QUOTED PASSAGE:
Survival, healthcare utilization, and end-of-life care among older adults with malignancy-associated bowel obstruction comparative study of surgery, venting gastrostomy, or medical management

Elizabeth J. Lilley, Brigham and Women's Hospital, Boston
John W. Scott, Brigham and Women's Hospital, Boston
Joel E. Goldberg, Brigham and Women's Hospital, Boston
Christy E. Cauley, Massachusetts General Hospital, Boston
Jennifer S. Temel, Massachusetts General Hospital, Boston
Andrew S. Epstein, Memorial Sloan Kettering Cancer Center, New York
Stuart R. Lipsitz, Brigham and Women's Hospital, Boston
Brittany L. Smalls, University of Kentucky College of Medicine, Lexington
Adil H. Haider, Brigham and Women's Hospital, Boston
Angela M. Bader, Brigham and Women's Hospital, Boston

This work was published before the author joined Aga Khan University

Abstract

Objective: To compare survival, readmissions, and end-of-life care after palliative procedures compared with medical management for malignancy-associated bowel obstruction (MBO).

EXERCISE 1: For each statement about the bowel obstruction study excerpt, answer yes or no and quote the words of the excerpt that decide it: (a) Christy E. Cauley is listed with Massachusetts General Hospital; (b) Brittany L. Smalls is listed with Memorial Sloan Kettering Cancer Center; (c) the stated objective includes comparing readmissions.
EXERCISE 2: Extend the bowel obstruction study excerpt, picking up after its final sentence.
The records that follow were drawn from a different source and are unrelated to the bowel obstruction study excerpt.

DATA EXCERPTS:

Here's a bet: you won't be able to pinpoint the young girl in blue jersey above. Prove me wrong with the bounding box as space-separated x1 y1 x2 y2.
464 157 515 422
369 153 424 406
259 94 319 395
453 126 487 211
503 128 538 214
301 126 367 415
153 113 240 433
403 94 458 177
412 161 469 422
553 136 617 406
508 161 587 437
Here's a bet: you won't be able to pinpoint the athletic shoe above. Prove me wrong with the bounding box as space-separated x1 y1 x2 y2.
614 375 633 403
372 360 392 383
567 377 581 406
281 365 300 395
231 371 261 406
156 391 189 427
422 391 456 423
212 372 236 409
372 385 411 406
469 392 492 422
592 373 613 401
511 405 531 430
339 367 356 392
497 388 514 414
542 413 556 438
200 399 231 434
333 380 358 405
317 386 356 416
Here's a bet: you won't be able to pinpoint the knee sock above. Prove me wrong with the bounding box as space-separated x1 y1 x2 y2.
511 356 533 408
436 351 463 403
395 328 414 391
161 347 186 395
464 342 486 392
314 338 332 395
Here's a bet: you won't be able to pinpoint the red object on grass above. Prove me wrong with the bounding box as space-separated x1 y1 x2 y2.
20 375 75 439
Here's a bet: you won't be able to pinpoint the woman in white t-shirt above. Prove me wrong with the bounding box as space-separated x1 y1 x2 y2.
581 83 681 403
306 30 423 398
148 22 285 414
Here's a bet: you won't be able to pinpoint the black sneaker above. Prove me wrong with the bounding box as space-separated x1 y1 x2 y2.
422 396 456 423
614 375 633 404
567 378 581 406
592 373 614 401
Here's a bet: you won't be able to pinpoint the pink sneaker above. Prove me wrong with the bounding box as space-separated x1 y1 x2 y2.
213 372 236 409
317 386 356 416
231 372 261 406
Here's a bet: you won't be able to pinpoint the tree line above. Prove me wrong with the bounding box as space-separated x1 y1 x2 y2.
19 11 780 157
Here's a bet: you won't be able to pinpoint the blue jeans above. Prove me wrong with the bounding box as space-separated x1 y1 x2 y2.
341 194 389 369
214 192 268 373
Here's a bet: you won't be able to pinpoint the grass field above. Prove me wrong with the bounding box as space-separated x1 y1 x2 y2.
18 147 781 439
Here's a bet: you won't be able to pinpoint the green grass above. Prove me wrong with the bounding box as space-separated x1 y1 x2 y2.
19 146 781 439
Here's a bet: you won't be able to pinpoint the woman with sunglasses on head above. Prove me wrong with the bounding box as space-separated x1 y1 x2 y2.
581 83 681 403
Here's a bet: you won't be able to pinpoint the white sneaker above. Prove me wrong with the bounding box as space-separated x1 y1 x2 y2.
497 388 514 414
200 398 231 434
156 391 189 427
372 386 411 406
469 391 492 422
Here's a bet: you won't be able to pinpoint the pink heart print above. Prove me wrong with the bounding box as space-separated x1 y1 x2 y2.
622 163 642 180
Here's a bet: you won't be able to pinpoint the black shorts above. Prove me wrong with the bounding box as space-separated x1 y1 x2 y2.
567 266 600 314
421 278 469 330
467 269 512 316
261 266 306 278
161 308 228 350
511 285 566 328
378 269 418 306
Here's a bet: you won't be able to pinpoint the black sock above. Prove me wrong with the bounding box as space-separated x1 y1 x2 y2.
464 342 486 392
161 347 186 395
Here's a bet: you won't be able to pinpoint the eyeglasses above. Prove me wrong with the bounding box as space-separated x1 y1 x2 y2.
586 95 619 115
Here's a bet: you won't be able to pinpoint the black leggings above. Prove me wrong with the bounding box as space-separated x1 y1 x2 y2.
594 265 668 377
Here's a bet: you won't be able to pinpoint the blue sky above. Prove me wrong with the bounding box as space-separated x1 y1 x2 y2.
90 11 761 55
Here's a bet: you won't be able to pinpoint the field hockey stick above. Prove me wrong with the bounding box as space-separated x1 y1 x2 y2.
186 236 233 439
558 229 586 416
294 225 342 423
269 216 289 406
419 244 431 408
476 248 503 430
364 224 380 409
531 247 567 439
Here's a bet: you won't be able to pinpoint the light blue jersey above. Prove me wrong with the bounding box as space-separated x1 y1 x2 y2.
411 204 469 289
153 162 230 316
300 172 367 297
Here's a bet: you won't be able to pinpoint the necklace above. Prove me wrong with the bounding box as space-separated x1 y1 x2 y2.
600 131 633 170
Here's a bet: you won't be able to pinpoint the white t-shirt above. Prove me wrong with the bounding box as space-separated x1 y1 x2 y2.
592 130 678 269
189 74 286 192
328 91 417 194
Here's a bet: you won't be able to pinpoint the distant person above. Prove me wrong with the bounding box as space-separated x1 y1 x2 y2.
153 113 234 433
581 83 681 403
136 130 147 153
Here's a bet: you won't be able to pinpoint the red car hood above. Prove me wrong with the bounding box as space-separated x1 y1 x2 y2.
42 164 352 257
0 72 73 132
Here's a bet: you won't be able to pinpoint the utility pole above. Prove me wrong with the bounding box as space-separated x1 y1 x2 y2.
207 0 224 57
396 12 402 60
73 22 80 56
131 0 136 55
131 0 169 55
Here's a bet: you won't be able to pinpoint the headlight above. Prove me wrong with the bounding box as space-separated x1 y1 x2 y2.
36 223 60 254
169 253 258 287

REPLY 1:
(a) Yes: "Christy E. Cauley, Massachusetts General Hospital, Boston"
(b) No: "Brittany L. Smalls, University of Kentucky College of Medicine, Lexington"
(c) Yes: "To compare survival, readmissions, and end-of-life care"

REPLY 2:
Background: MBO is a late complication of intra-abdominal malignancy for which surgeons are frequently consulted. Decisions about palliative treatments, which include medical management, surgery, or venting gastrostomy tube (VGT), are hampered by the paucity of outcomes data relevant to patients approaching the end of life.
Methods: Retrospective study using 2001 to 2012 Surveillance, Epidemiology, and End Results-Medicare data of patients 65 years or older with stage IV ovarian or pancreatic cancer who were hospitalized for MBO. Multivariate competing-risks regression models were used to compare the following outcomes: survival, readmission for MBO, hospice enrollment, intensive care unit (ICU) care in the last days of life, and location of death in an acute care hospital.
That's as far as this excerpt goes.